## [Exercise]
Nothing other than the lines from the one containing "Target: blurred background" through the last line of the data below should be output, each reproduced exactly.

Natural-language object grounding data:
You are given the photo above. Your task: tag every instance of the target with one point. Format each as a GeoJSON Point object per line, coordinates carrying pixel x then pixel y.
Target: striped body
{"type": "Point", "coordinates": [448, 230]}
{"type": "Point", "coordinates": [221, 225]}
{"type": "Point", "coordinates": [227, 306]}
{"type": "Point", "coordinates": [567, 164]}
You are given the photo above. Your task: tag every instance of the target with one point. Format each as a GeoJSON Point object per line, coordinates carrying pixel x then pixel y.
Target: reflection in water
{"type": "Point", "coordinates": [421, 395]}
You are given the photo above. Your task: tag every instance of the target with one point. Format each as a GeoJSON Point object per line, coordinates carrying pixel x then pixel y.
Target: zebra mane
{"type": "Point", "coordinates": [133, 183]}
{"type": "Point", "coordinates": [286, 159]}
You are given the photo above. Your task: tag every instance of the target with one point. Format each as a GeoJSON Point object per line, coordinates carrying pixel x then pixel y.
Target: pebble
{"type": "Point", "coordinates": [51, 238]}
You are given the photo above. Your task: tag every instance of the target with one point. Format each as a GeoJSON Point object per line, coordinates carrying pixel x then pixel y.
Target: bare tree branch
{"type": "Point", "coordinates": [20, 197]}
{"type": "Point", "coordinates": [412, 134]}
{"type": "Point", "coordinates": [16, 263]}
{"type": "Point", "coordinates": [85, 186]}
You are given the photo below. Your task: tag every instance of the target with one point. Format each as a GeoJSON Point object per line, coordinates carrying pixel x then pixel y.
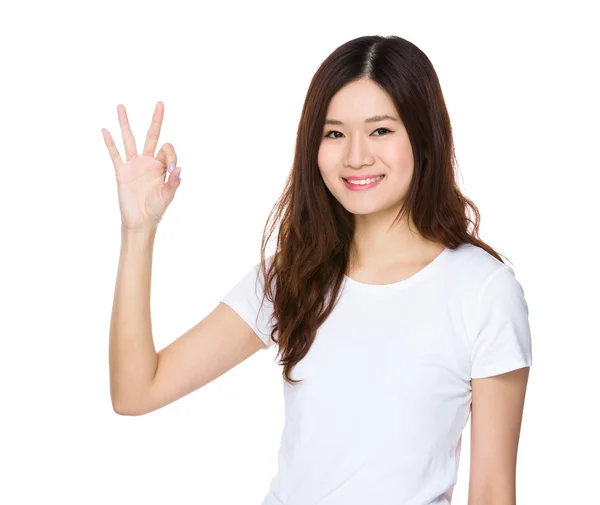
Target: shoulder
{"type": "Point", "coordinates": [473, 267]}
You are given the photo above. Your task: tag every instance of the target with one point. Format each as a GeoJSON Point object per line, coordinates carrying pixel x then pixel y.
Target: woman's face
{"type": "Point", "coordinates": [356, 147]}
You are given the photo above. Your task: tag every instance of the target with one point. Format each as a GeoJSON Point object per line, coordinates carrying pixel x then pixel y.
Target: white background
{"type": "Point", "coordinates": [521, 85]}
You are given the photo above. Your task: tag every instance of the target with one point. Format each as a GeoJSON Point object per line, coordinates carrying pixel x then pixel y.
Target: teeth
{"type": "Point", "coordinates": [365, 181]}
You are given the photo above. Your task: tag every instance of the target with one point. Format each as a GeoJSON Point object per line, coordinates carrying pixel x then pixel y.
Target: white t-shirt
{"type": "Point", "coordinates": [386, 394]}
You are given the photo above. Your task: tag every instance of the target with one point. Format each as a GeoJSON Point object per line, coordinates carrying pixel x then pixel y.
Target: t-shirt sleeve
{"type": "Point", "coordinates": [502, 340]}
{"type": "Point", "coordinates": [245, 298]}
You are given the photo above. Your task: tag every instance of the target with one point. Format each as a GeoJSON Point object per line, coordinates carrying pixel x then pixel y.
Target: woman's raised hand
{"type": "Point", "coordinates": [143, 193]}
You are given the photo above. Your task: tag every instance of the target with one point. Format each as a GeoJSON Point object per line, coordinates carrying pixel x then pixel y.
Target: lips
{"type": "Point", "coordinates": [361, 177]}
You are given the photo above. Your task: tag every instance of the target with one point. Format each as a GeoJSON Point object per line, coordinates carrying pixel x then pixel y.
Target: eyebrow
{"type": "Point", "coordinates": [373, 119]}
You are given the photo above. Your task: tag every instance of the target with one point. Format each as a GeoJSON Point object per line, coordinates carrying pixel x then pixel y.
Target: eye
{"type": "Point", "coordinates": [335, 131]}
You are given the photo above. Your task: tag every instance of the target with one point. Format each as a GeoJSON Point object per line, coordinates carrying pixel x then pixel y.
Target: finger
{"type": "Point", "coordinates": [167, 156]}
{"type": "Point", "coordinates": [154, 130]}
{"type": "Point", "coordinates": [112, 149]}
{"type": "Point", "coordinates": [128, 139]}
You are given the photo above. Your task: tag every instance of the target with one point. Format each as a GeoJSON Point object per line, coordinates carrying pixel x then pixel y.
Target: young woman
{"type": "Point", "coordinates": [393, 320]}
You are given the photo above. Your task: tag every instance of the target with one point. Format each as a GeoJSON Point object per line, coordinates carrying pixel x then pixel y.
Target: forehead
{"type": "Point", "coordinates": [359, 100]}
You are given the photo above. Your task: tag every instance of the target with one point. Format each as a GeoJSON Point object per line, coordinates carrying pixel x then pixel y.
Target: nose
{"type": "Point", "coordinates": [358, 152]}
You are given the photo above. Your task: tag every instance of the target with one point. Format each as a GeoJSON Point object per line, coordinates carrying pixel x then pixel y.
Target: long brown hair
{"type": "Point", "coordinates": [315, 233]}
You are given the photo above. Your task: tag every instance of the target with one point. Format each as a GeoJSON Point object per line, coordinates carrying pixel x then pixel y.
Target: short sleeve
{"type": "Point", "coordinates": [502, 340]}
{"type": "Point", "coordinates": [246, 297]}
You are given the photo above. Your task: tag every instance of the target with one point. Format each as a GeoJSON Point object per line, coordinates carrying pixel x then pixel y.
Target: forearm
{"type": "Point", "coordinates": [132, 355]}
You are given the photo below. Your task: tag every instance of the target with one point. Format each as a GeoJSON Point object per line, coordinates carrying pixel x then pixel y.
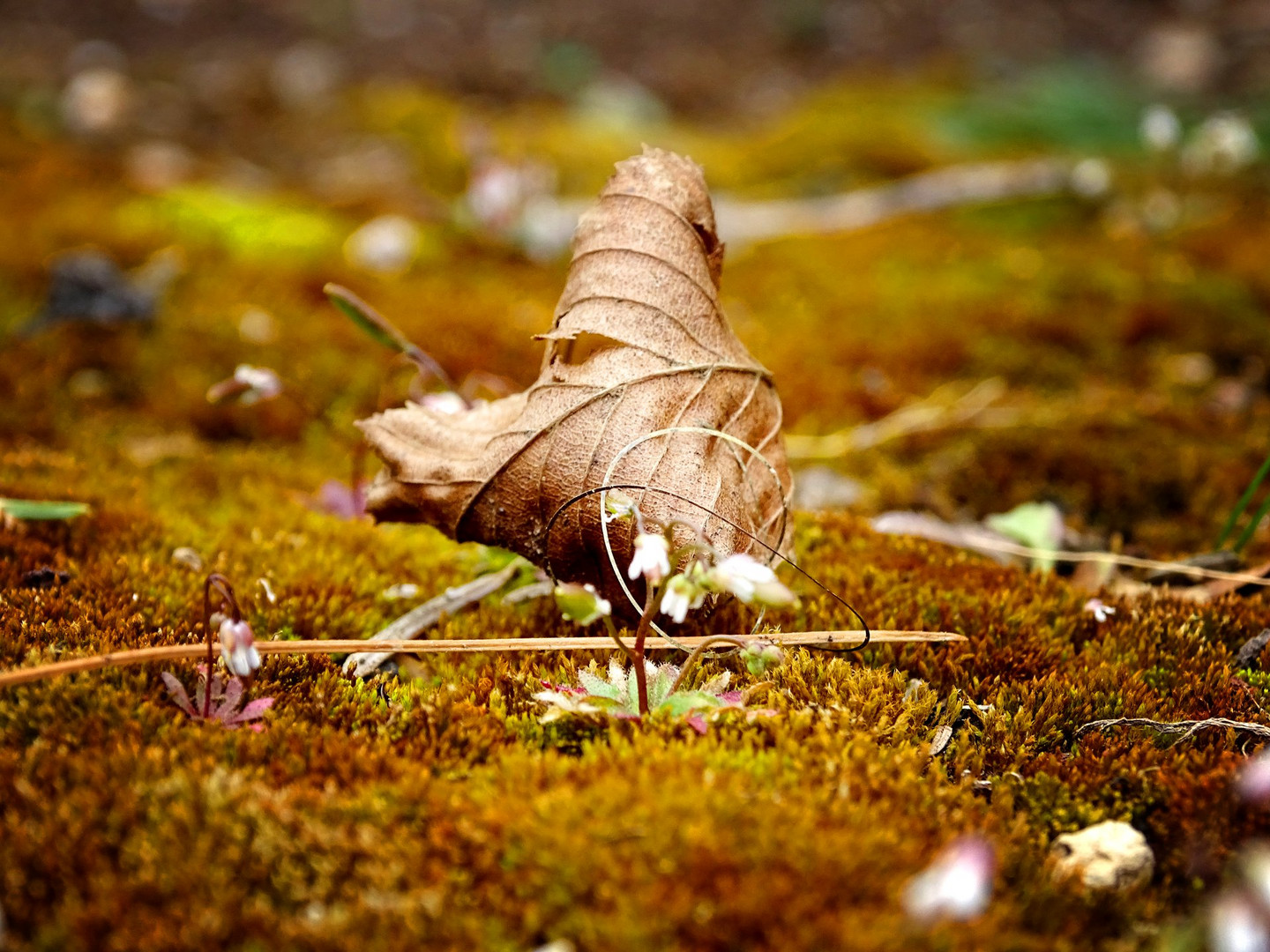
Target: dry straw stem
{"type": "Point", "coordinates": [811, 639]}
{"type": "Point", "coordinates": [639, 344]}
{"type": "Point", "coordinates": [1181, 729]}
{"type": "Point", "coordinates": [363, 663]}
{"type": "Point", "coordinates": [1116, 559]}
{"type": "Point", "coordinates": [926, 192]}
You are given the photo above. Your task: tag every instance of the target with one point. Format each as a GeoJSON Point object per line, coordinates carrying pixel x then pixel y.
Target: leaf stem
{"type": "Point", "coordinates": [638, 651]}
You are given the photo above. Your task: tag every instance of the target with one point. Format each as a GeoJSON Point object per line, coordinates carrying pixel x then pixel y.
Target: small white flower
{"type": "Point", "coordinates": [741, 576]}
{"type": "Point", "coordinates": [1100, 611]}
{"type": "Point", "coordinates": [238, 648]}
{"type": "Point", "coordinates": [1160, 129]}
{"type": "Point", "coordinates": [1091, 178]}
{"type": "Point", "coordinates": [260, 383]}
{"type": "Point", "coordinates": [681, 596]}
{"type": "Point", "coordinates": [582, 603]}
{"type": "Point", "coordinates": [1236, 925]}
{"type": "Point", "coordinates": [1223, 144]}
{"type": "Point", "coordinates": [958, 885]}
{"type": "Point", "coordinates": [652, 557]}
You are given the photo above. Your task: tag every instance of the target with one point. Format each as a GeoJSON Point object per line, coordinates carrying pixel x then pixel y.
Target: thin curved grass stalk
{"type": "Point", "coordinates": [823, 640]}
{"type": "Point", "coordinates": [700, 649]}
{"type": "Point", "coordinates": [680, 496]}
{"type": "Point", "coordinates": [383, 331]}
{"type": "Point", "coordinates": [704, 430]}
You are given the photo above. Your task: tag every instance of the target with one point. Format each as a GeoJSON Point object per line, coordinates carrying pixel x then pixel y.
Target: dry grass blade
{"type": "Point", "coordinates": [811, 639]}
{"type": "Point", "coordinates": [415, 622]}
{"type": "Point", "coordinates": [1177, 729]}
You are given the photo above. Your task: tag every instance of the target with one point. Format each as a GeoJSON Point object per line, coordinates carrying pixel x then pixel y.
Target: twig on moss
{"type": "Point", "coordinates": [1114, 559]}
{"type": "Point", "coordinates": [115, 659]}
{"type": "Point", "coordinates": [1177, 729]}
{"type": "Point", "coordinates": [944, 409]}
{"type": "Point", "coordinates": [413, 623]}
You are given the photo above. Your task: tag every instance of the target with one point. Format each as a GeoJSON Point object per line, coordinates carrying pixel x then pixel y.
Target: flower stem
{"type": "Point", "coordinates": [225, 591]}
{"type": "Point", "coordinates": [617, 639]}
{"type": "Point", "coordinates": [700, 649]}
{"type": "Point", "coordinates": [638, 652]}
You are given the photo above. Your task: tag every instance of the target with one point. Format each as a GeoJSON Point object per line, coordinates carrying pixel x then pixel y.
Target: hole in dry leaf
{"type": "Point", "coordinates": [707, 238]}
{"type": "Point", "coordinates": [583, 346]}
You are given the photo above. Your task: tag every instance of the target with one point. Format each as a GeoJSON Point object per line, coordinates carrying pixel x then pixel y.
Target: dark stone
{"type": "Point", "coordinates": [1251, 649]}
{"type": "Point", "coordinates": [86, 287]}
{"type": "Point", "coordinates": [45, 577]}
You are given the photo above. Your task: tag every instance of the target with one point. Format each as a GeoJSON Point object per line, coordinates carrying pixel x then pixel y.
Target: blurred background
{"type": "Point", "coordinates": [1020, 244]}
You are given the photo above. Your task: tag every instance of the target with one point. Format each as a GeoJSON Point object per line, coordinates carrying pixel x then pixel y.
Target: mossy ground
{"type": "Point", "coordinates": [437, 811]}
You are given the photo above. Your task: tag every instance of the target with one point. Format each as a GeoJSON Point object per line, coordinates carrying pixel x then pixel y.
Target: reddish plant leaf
{"type": "Point", "coordinates": [178, 692]}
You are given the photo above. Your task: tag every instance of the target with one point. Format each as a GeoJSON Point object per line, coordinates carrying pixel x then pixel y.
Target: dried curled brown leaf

## [Solution for this problem]
Target: blurred background
{"type": "Point", "coordinates": [1020, 244]}
You are given the photo above. Your task: tag every instance of the target with one point. Format each as a GeoJSON Point object per line, coordinates carrying pixel x then pixel y.
Target: mossy ground
{"type": "Point", "coordinates": [437, 811]}
You are given the photo above. Your task: tag every instance of the target with one point. Format each as a GeoJSON Point object per line, coordinates carrying pixel x then pixel y.
Target: reddish plant leaf
{"type": "Point", "coordinates": [178, 692]}
You are given the photo above. Your task: tag every instance of the target with one point. Format each as a GeoJSON Point object per line, coordinates carrying pixel x then pixel y.
Target: dried curled brown leaf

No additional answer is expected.